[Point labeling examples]
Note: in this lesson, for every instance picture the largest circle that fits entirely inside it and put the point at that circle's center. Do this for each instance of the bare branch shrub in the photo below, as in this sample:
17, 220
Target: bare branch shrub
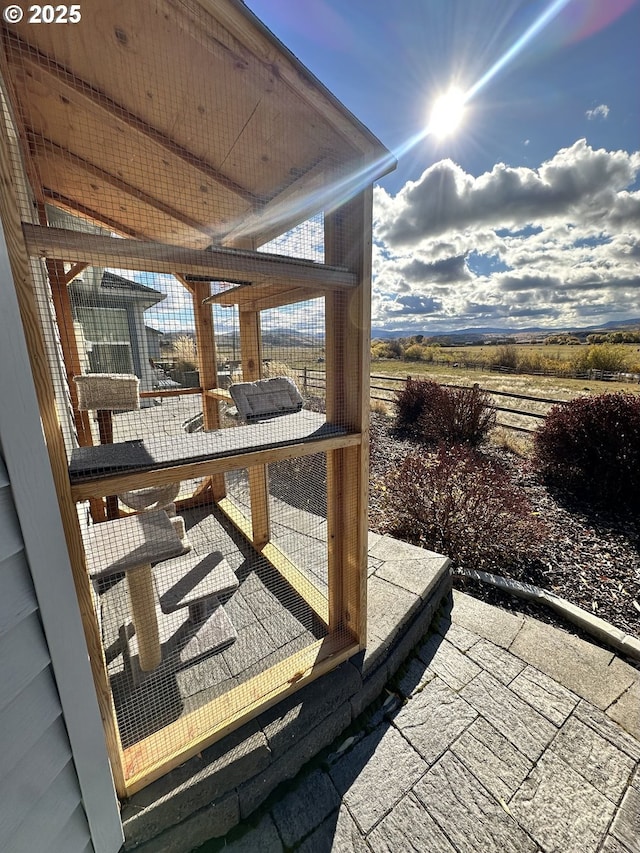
463, 505
590, 448
431, 413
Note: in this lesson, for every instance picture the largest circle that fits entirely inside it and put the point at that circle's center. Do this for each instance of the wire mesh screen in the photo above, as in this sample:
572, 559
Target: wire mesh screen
196, 277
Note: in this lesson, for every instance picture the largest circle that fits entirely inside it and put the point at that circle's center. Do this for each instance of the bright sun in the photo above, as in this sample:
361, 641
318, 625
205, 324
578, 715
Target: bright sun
447, 113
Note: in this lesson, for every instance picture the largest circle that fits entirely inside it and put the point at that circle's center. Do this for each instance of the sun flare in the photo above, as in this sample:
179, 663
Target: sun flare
447, 113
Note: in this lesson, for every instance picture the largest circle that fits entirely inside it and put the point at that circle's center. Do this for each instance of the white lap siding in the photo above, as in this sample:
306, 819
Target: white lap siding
40, 801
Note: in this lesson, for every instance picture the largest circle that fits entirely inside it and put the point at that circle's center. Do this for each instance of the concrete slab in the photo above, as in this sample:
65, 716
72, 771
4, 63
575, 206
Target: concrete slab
527, 729
626, 710
470, 817
494, 659
375, 775
390, 836
588, 670
601, 763
626, 826
553, 700
338, 833
492, 759
560, 809
605, 726
417, 575
433, 718
444, 660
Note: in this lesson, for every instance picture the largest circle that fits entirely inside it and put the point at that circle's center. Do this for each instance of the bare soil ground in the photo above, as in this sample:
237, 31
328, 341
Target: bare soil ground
588, 558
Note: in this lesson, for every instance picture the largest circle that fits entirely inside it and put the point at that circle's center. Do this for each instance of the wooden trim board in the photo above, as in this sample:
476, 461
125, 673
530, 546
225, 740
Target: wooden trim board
314, 597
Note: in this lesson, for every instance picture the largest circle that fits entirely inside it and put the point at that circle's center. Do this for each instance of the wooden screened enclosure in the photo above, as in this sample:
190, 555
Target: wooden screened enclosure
188, 213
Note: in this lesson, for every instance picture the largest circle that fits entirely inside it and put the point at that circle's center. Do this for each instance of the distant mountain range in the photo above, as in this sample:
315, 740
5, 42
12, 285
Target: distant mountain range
483, 332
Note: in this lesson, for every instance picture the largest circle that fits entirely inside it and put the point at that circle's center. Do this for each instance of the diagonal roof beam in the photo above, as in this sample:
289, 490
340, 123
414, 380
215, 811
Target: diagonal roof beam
217, 264
98, 101
41, 145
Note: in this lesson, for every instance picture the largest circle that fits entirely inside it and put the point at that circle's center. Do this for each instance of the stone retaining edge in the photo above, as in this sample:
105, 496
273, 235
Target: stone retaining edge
594, 625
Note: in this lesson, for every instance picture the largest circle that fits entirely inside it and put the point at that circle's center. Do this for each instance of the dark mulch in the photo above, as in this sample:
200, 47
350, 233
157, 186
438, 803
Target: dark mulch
587, 558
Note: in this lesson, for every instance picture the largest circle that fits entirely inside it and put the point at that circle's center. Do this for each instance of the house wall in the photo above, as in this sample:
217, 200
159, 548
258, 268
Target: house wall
56, 790
40, 801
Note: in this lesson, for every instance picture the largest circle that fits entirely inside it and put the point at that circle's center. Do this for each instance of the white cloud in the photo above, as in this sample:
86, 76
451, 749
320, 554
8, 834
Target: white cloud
601, 111
515, 246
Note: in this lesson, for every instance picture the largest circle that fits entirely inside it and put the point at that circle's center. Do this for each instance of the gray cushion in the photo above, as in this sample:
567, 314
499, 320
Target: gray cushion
266, 398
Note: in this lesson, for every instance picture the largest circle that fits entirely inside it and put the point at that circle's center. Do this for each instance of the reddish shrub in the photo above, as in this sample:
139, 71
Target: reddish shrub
460, 504
431, 413
590, 448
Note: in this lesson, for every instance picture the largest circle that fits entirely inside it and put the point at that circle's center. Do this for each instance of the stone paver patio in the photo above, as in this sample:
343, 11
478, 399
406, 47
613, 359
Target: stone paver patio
500, 733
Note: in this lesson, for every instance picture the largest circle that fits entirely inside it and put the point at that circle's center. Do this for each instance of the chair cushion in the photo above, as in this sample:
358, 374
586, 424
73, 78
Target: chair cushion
266, 398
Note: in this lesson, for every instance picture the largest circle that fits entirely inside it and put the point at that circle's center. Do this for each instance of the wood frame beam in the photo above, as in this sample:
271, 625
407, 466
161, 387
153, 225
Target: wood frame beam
116, 483
207, 361
348, 321
251, 355
77, 208
218, 264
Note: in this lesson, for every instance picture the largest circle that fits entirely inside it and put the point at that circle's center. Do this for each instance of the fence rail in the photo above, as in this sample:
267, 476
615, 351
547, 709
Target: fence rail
314, 381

* _Task requirements_
Lay out the lines above as a Markdown table, starting with the line that contains "of the fence" and running through the last line. Use the columns No. and Line, give each line its own numbered row, and skip blank lines.

* _Output_
| No. | Line |
|---|---|
| 1 | Note: in this lesson, for every instance picture the largest circle that fits entirely inside it and put the point at that circle's center. Do this for each instance of the fence rail in the photo above, as in this sample: |
| 2 | 267, 476 |
| 3 | 615, 351 |
| 4 | 547, 709 |
| 5 | Target: fence rail |
| 6 | 314, 381 |